=== GIVEN TEXT ===
▬▬▬▬▬▬
3. Origin analyses of probability theory and information theory

The mistakes in Shannon's proof have certain relations with the
limitations of probability theory. Moreover, Shannon did not realize
the limitations of probability theory when studying his information
theory.
>From the view of probability theory, he realized the random
uncertainty of event, and expressed this uncertainty with probability,
but ignored the random uncertainty of probability itself. Though it
was not directly stated that the probability was a fixed value [11].
But it can be seen from a lot of formals in probability theory and
information theory that probability is always taken as a fixed value,
otherwise, the formals may be impossible to compute, for example, the
formal of entropy would be impossible to compute if probability is a
random variable. The case that probability is a random variable is
universal as fixed value is only a special case of random variable.
For instance, the probability that comes from the incomplete or
unreliable conditions has more than one possible value, it is not
fixed, so the probability is a random variable and has random
uncertainty correspondingly [10]. The expectation of the probability
as a random variable is a simple static token, with merely local
significance, but its concrete probability distribution and its
concentrative degree are of great significance to the compromise of
probabilities and and the reliability of information. As probability
is always treated as fixed value in probability theory and information
theory, it caused the limitation of the two theories that they can not
solve the problems when the probability is a random variable. It also
caused a few scholars to believe that once the probability was given,
the probability would not change any more for the probability is
fixed. Generally speaking, for fixed probability, neither the analysis
of the reliability of information itself nor the fusion of unreliable
and incomplete information is doable. Most information in reality is
not absolutely reliable or perfect, we should compromise and fuse
different information. As information is expressed by probability, so
information is unchangeable if the corresponding probability is
considered as fixed value. To take probability as a fixed value is one
of the fundamental reasons why information theory can not be used to
research the reliability of information itself and information fusion,
while it can merely be used to research authentic communication.
▬▬▬▬▬▬
=== EXERCISE INSTRUCTIONS ===
• a. Condense the paragraph beginning "The mistakes in Shannon's proof" in the passage on probability theory into a single sentence.
• b. In the passage on probability theory, under what condition would the entropy formula be impossible to compute?
• c. Summarize the passage on probability theory in two sentences.

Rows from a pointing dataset
▬▬▬▬▬▬
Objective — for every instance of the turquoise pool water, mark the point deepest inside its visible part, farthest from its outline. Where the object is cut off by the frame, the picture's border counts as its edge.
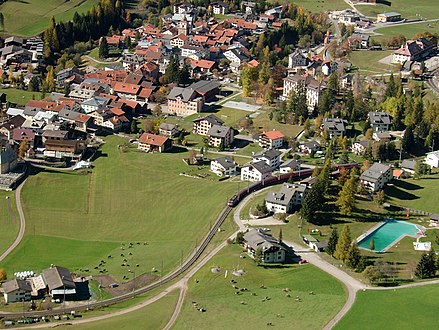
(388, 234)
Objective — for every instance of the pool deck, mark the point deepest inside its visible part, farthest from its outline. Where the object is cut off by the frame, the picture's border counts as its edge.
(380, 224)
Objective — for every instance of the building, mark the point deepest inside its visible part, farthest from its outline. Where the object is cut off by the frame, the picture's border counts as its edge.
(272, 250)
(202, 125)
(220, 136)
(290, 166)
(271, 157)
(150, 143)
(271, 139)
(224, 166)
(380, 121)
(258, 171)
(16, 290)
(286, 198)
(184, 101)
(388, 17)
(168, 130)
(432, 159)
(336, 126)
(376, 176)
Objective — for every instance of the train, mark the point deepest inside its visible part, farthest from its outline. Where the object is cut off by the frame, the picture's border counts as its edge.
(279, 179)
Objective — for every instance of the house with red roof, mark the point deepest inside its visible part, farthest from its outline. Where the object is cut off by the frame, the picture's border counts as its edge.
(271, 139)
(151, 142)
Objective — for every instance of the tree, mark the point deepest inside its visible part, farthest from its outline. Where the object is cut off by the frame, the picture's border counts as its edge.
(426, 267)
(343, 244)
(103, 48)
(3, 275)
(332, 242)
(353, 256)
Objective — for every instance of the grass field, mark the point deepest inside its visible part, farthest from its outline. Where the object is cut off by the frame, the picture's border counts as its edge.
(28, 18)
(415, 194)
(251, 309)
(408, 30)
(129, 197)
(9, 220)
(426, 8)
(394, 309)
(154, 316)
(19, 96)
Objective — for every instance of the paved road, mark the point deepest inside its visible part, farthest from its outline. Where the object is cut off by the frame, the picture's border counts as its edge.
(22, 223)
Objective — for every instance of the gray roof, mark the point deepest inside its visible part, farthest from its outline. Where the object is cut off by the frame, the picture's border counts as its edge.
(218, 131)
(374, 172)
(256, 238)
(16, 284)
(226, 162)
(269, 154)
(57, 277)
(285, 194)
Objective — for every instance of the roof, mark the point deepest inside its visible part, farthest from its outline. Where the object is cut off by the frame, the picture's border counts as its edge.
(16, 284)
(226, 162)
(273, 135)
(151, 139)
(57, 277)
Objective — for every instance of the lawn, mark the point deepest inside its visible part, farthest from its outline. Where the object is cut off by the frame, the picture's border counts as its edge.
(154, 316)
(394, 309)
(254, 308)
(426, 8)
(415, 194)
(19, 96)
(130, 197)
(408, 30)
(9, 220)
(28, 18)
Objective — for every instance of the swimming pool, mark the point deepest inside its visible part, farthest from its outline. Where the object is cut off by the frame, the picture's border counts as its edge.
(387, 234)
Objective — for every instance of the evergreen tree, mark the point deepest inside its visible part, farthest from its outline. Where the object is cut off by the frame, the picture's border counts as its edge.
(343, 244)
(426, 267)
(332, 242)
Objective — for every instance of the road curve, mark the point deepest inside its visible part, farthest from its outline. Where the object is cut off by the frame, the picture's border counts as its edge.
(22, 223)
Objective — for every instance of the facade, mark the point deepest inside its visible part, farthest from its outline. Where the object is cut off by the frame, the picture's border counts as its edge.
(380, 121)
(202, 125)
(223, 166)
(272, 250)
(220, 135)
(257, 171)
(150, 143)
(376, 176)
(271, 140)
(286, 198)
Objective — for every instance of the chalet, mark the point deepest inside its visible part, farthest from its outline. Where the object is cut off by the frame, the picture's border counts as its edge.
(273, 251)
(376, 176)
(202, 125)
(257, 171)
(286, 198)
(271, 139)
(223, 166)
(271, 157)
(17, 290)
(168, 130)
(335, 126)
(380, 121)
(150, 143)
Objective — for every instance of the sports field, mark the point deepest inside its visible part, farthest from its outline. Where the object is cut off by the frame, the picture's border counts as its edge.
(77, 220)
(395, 309)
(266, 298)
(30, 17)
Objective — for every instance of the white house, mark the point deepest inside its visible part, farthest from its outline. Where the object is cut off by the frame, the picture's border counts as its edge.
(223, 166)
(286, 198)
(258, 171)
(376, 176)
(432, 159)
▬▬▬▬▬▬
=== THE ANSWERS ===
• a. Errors in Shannon's proof are related to the limitations of probability theory, which Shannon did not recognize while developing his information theory.

• b. It would be impossible to compute if probability were a random variable.

• c. Errors in Shannon's proof are tied to a limitation of probability theory and information theory: both treat probability as a fixed value, even though probability drawn from incomplete or unreliable conditions is a random variable. Because of this, the two theories cannot solve problems where probability is random, and information theory can be used only to research authentic communication, not the reliability of information itself or information fusion.